====== PASSAGE TO READ
On Aug. 26, 1920, the 19th Amendment to the U.S. Constitution, guaranteeing American women the right to vote, was certified in effect by Secretary of State Bainbridge Colby.
On this date:
In 55 B.C., Roman forces under Julius Caesar invaded Britain, with only limited success.
In 1883, the island volcano Krakatoa began cataclysmic eruptions, leading to a massive explosion the following day.
In 1910, Thomas Edison demonstrated for reporters an improved version of his Kinetophone, a device for showing a movie with synchronized sound.
In 1936, the Anglo-Egyptian Treaty, calling for most British troops to leave Egypt, was signed in Montreux, Switzerland (it was abrogated by Egypt in 1951).
In 1958, Alaskans went to the polls to overwhelmingly vote in favor of statehood.
In 1961, the original Hockey Hall of Fame was opened in Toronto.
In 1964, President Lyndon B. Johnson was nominated for a term of office in his own right at the Democratic national convention in Atlantic City, N.J.
In 1968, the Democratic national convention opened in Chicago.
In 1971, New Jersey Gov. William T. Cahill announced that the New York Giants football team had agreed to leave Yankee Stadium for a new sports complex to be built in East Rutherford.
In 1972, the summer Olympics games opened in Munich, West Germany.
In 1978, Cardinal Albino Luciani (al-BEE’-noh loo-CHYAH’-nee) of Venice was elected pope following the death of Paul VI. The new pontiff took the name Pope John Paul I. (However, he died just over a month later.)
In 1986, in the so-called “preppie murder case,” 18-year-old Jennifer Levin was found strangled in New York’s Central Park; Robert Chambers later pleaded guilty to manslaughter and served 15 years in prison.
Ten years ago: Vice President Dick Cheney, speaking at a Veterans of Foreign Wars convention in Tennessee, warned the United States could face devastating consequences from any delay in acting to remove Saddam Hussein as president of Iraq. The United Nations development and environmental summit opened in Johannesburg with a call from South African President Thabo Mbeki to end the divide between the rich and the poor.
============
§ TASK SET:
1 > Reproduce the August 26 almanac word for word, from "In 1910, Thomas" down to "Atlantic City, N.J.".
2 > Using the August 26 almanac, say whether each statement agrees with it, answering yes or no and quoting the words that decide it: (a) The Anglo-Egyptian Treaty was signed in Montreux, Switzerland. (b) Thomas Edison demonstrated his Kinetophone for investors. (c) The original Hockey Hall of Fame opened in Montreal.
3 > Summarize the August 26 almanac in two sentences.
The data that follows has no connection to the August 26 almanac.
====== INFORMATION
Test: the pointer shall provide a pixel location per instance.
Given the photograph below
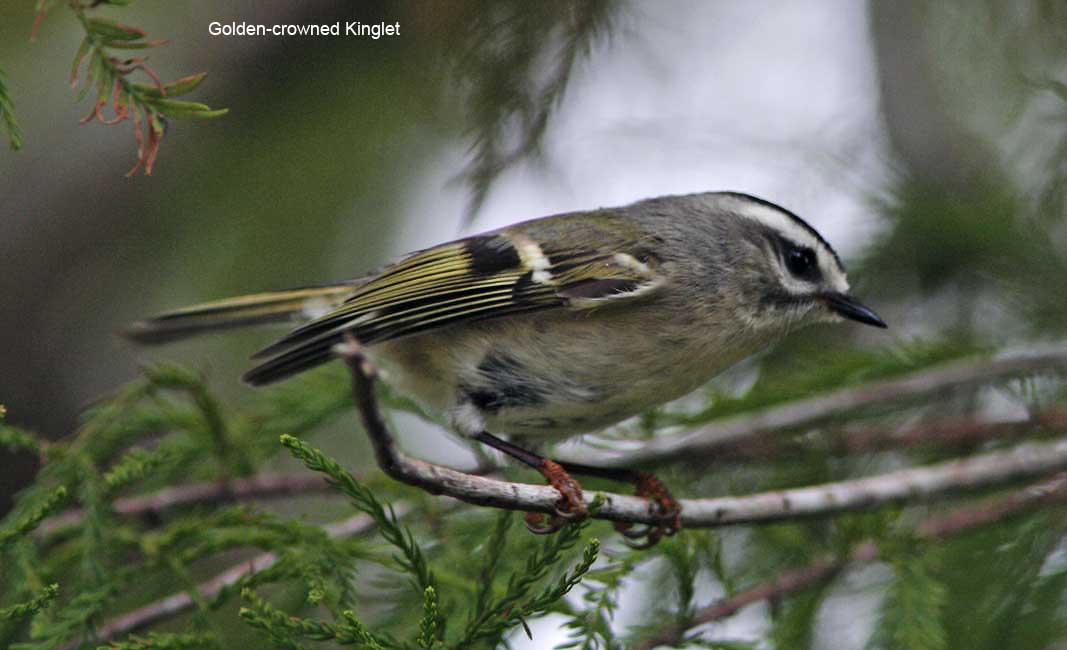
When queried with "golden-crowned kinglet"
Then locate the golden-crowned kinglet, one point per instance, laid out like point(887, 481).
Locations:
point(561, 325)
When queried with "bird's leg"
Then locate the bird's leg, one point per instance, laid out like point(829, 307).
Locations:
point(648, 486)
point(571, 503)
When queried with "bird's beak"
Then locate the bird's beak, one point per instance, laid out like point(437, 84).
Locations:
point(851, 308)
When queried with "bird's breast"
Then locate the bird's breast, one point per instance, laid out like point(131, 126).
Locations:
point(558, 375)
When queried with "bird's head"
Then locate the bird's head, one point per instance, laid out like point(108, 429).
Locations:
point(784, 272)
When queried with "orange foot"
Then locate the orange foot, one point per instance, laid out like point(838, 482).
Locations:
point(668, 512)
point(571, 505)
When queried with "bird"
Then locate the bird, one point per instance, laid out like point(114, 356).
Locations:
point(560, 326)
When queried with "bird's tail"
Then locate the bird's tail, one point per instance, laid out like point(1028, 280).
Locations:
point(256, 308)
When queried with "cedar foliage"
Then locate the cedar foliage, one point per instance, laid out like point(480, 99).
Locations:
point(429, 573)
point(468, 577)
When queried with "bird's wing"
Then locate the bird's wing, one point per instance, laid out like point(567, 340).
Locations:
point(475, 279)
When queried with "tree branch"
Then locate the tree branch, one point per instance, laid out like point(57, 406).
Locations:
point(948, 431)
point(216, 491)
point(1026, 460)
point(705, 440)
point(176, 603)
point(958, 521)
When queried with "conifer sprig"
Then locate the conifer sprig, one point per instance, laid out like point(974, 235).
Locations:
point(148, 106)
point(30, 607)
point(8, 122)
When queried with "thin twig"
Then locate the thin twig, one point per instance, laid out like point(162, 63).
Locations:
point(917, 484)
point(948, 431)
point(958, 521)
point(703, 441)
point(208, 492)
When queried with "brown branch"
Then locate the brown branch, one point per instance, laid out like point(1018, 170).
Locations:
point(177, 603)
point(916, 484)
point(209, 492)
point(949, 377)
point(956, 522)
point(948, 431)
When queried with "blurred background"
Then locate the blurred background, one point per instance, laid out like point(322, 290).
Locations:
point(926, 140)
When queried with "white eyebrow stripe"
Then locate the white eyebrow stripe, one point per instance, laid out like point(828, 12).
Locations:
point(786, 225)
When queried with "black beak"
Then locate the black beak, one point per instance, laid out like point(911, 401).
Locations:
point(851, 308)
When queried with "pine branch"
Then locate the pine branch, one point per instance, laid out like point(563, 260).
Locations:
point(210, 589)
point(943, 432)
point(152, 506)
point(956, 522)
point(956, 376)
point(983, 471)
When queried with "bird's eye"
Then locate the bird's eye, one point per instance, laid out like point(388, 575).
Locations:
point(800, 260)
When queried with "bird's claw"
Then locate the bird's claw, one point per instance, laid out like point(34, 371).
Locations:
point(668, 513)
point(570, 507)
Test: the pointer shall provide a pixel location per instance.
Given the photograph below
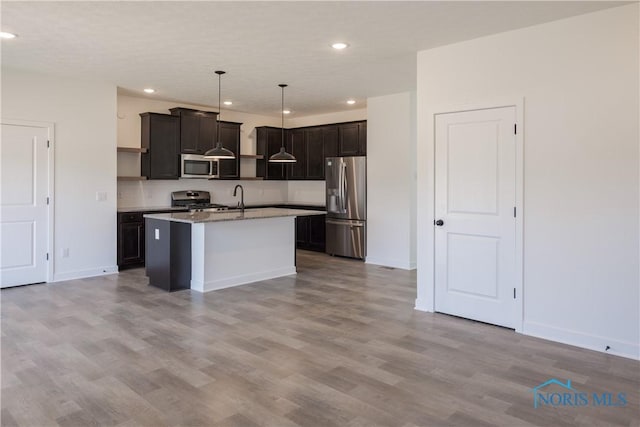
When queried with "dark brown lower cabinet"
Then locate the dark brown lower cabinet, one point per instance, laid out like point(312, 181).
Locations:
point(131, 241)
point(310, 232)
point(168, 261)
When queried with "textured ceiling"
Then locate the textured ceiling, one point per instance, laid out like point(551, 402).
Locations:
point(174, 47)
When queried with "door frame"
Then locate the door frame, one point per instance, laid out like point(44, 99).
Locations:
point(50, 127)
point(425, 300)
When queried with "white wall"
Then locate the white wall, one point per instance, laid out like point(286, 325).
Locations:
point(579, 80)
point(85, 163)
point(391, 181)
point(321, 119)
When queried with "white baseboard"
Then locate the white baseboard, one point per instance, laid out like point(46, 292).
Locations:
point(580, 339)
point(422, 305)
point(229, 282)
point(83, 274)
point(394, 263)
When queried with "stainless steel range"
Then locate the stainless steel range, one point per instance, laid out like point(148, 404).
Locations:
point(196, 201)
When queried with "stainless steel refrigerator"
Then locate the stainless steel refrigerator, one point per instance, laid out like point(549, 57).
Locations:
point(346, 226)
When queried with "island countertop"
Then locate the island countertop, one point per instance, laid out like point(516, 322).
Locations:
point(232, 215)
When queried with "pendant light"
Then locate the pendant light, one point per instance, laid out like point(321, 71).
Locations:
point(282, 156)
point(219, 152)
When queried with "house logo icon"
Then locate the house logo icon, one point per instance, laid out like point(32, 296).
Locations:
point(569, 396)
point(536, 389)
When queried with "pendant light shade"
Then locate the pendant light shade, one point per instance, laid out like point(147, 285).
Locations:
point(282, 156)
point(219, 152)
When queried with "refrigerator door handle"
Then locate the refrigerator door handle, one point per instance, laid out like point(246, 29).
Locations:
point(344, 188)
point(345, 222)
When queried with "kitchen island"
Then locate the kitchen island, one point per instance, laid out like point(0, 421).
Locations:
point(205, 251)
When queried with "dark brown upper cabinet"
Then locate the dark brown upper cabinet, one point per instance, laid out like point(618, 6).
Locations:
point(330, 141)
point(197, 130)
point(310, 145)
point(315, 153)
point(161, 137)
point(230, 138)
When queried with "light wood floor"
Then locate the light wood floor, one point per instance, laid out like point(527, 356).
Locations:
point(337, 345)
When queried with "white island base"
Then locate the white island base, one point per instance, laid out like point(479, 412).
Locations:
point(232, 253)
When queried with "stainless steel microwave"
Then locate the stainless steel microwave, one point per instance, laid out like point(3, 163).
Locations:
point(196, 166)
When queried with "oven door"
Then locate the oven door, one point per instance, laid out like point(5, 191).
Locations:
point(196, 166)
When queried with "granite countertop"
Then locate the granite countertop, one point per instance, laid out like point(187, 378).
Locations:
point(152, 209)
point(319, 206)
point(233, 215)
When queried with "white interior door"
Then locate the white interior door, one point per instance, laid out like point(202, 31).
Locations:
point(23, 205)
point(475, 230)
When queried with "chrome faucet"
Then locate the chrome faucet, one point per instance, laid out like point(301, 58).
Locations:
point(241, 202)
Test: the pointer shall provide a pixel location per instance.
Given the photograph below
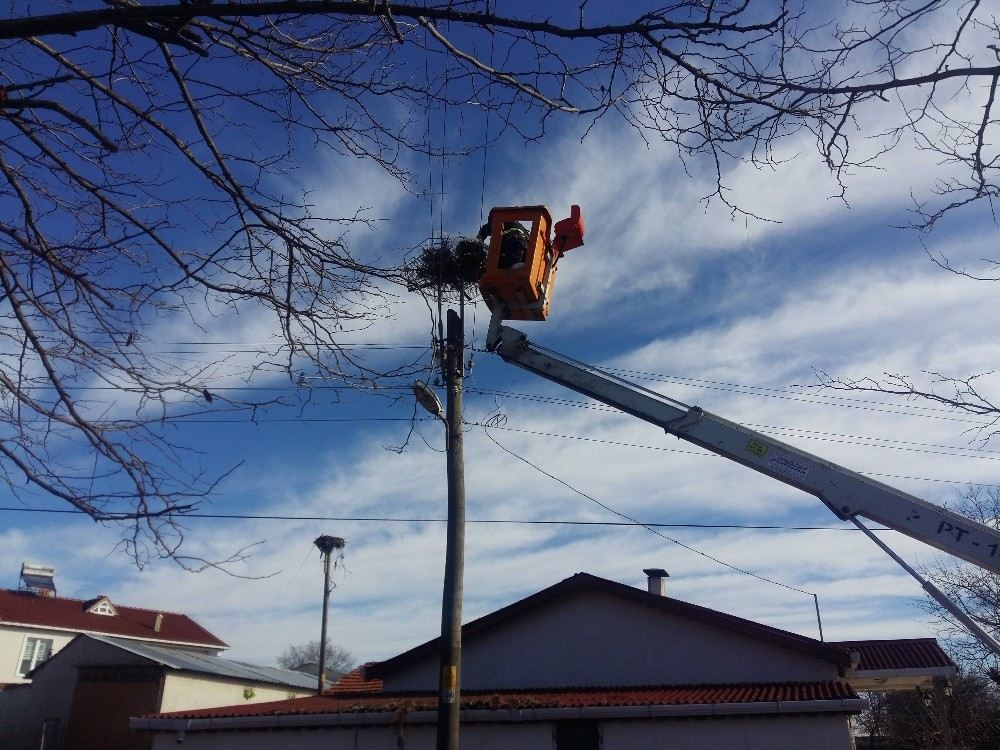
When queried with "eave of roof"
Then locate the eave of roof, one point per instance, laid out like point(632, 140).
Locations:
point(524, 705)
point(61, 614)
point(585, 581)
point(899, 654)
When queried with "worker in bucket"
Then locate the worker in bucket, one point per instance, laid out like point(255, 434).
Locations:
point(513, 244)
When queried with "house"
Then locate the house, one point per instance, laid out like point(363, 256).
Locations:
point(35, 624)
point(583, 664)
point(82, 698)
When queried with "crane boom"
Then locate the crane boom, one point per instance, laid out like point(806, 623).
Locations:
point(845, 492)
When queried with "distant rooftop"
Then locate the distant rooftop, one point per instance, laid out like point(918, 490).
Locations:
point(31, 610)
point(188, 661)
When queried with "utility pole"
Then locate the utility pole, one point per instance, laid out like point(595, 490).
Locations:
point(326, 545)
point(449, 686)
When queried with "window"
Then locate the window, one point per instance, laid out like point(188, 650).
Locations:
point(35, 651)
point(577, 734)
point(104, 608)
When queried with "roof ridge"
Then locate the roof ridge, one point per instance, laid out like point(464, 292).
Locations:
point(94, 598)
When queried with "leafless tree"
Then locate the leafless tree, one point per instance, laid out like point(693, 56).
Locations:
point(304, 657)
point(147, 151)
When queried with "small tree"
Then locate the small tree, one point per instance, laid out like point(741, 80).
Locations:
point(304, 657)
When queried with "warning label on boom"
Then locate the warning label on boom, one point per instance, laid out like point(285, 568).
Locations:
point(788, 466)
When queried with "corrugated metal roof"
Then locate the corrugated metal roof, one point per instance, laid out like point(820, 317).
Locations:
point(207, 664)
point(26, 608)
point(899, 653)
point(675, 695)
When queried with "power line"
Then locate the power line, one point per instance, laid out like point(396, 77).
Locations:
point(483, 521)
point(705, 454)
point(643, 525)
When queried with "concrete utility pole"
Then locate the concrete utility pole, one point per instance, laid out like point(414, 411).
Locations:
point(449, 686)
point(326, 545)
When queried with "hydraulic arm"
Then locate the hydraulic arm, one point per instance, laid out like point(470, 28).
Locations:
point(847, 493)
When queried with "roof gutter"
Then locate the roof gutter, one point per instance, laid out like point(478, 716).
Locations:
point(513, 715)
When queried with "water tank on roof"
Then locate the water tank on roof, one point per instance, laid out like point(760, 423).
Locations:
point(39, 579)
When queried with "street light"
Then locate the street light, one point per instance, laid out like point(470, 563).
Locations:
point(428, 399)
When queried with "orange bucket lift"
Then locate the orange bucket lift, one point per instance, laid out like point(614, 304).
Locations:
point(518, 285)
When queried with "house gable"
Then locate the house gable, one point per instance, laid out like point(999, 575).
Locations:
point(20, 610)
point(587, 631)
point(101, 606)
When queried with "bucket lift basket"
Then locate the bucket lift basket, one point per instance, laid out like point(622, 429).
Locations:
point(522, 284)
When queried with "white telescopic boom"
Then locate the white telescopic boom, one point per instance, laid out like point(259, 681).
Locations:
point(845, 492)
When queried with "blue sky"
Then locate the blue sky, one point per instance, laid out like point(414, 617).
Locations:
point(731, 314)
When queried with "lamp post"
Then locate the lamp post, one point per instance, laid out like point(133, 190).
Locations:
============
§ ANSWER SET:
1 >
In 1910, Thomas Edison demonstrated for reporters an improved version of his Kinetophone, a device for showing a movie with synchronized sound.
In 1936, the Anglo-Egyptian Treaty, calling for most British troops to leave Egypt, was signed in Montreux, Switzerland (it was abrogated by Egypt in 1951).
In 1958, Alaskans went to the polls to overwhelmingly vote in favor of statehood.
In 1961, the original Hockey Hall of Fame was opened in Toronto.
In 1964, President Lyndon B. Johnson was nominated for a term of office in his own right at the Democratic national convention in Atlantic City, N.J.

2 >
(a) Yes: "was signed in Montreux, Switzerland"
(b) No: "demonstrated for reporters"
(c) No: "was opened in Toronto"

3 > On Aug. 26, 1920, the 19th Amendment, which guarantees American women the right to vote, was certified in effect by Secretary of State Bainbridge Colby. Other events on this date include Julius Caesar's invasion of Britain in 55 B.C., the start of Krakatoa's eruptions in 1883, Alaskans' vote for statehood in 1958, and the election of Pope John Paul I in 1978.